*REQUIREMENT 1*. According to the passage on Moody's report about Arab banks, what is the report's title?
*REQUIREMENT 2*. The passage below on Moody's report about Arab banks says banks in the Arab world had little exposure to certain assets and institutions. List all of them.
*REQUIREMENT 3*. Continue the passage below on Moody's report about Arab banks, picking up right after its final sentence.

*DOCUMENT EXCERPT*.
════════

Moody's new report, entitled "Arab Banks: Shielded
Domestic Market Underpin Resilience to Crisis", reviews the
key factors that allowed most regional banks to maintain stable creditworthiness
during this turmoil.
One key factor is that, with very few exceptions, banks in
the Arab world had minimal exposure to subprime-related asset classes
or structured debt derivatives, and fewer still to troubled global
investment banks. Moody's believes that this is because banks
in this region had limited incentives to seek inflated returns abroad
when domestic markets offered a far better risk-return trade-off.
The fostering of a largely insulated domestic market in the Arab world
was also aided by the supportive -- and sometimes interventionist
-- attitude of regulators and states, but it was also the result
of much improved macroeconomic structures within countries, which
our sovereign ratings have captured over the past decade.

════════

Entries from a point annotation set
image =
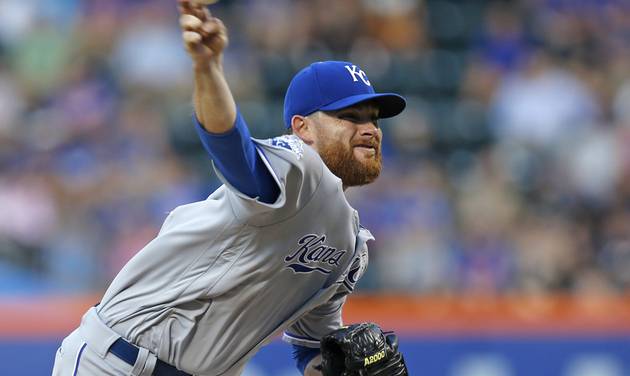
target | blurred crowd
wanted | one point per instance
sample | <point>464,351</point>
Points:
<point>508,173</point>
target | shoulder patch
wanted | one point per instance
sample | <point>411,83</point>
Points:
<point>289,142</point>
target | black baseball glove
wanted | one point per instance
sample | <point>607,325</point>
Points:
<point>361,350</point>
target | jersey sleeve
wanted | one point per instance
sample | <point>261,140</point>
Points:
<point>308,330</point>
<point>297,170</point>
<point>235,155</point>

════════

*RESPONSE 1*. "Arab Banks: Shielded Domestic Market Underpin Resilience to Crisis"

*RESPONSE 2*.
- Subprime-related asset classes
- Structured debt derivatives
- Troubled global investment banks

*RESPONSE 3*.
"However, challenges remain and the current crisis has shed
light on the different risk profiles of banks, contributing to the
strengthening of some, while weakening others," says
Mr. Hassoune. The financial landscape of the Arab world
had begun changing before the crisis, but the current environment
is forcing faster adjustments. Moody's believes that banks
will not see the benefits of these adjustments in the near term,
but rather in the longer run.
The current issues in this sector vary dramatically from one sub-region
to another. "This reflects the strong diversity of banking
in the Arab world, despite increasing business, financial
and economic intra-regional links," says Mr.
Hassoune. For example, while liquidity and asset concentration
remain the issues among GCC banks, North African banks face the
challenge of keeping up with the pace of banking reforms.
Overall, while Moody's maintains a stable outlook on most
banking systems in the Arab world, there are three GCC countries
on whose banking systems Moody's maintains a negative outlook,
namely Bahrain, Kuwait and the United Arab Emirates (UAE).
These three banking systems have been the most affected by the liquidity
drought, the sharp fall in asset prices (especially those of properties)
and the dramatic negative impact suffered by specialised institutions
(like investment houses and real estate companies) as a result of a concentrated,
wholesale funding strategy and massive asset impairments. This
is particularly evident in the UAE, where a sharp rise in credit
delinquencies has incrementally weakened banks' profiles.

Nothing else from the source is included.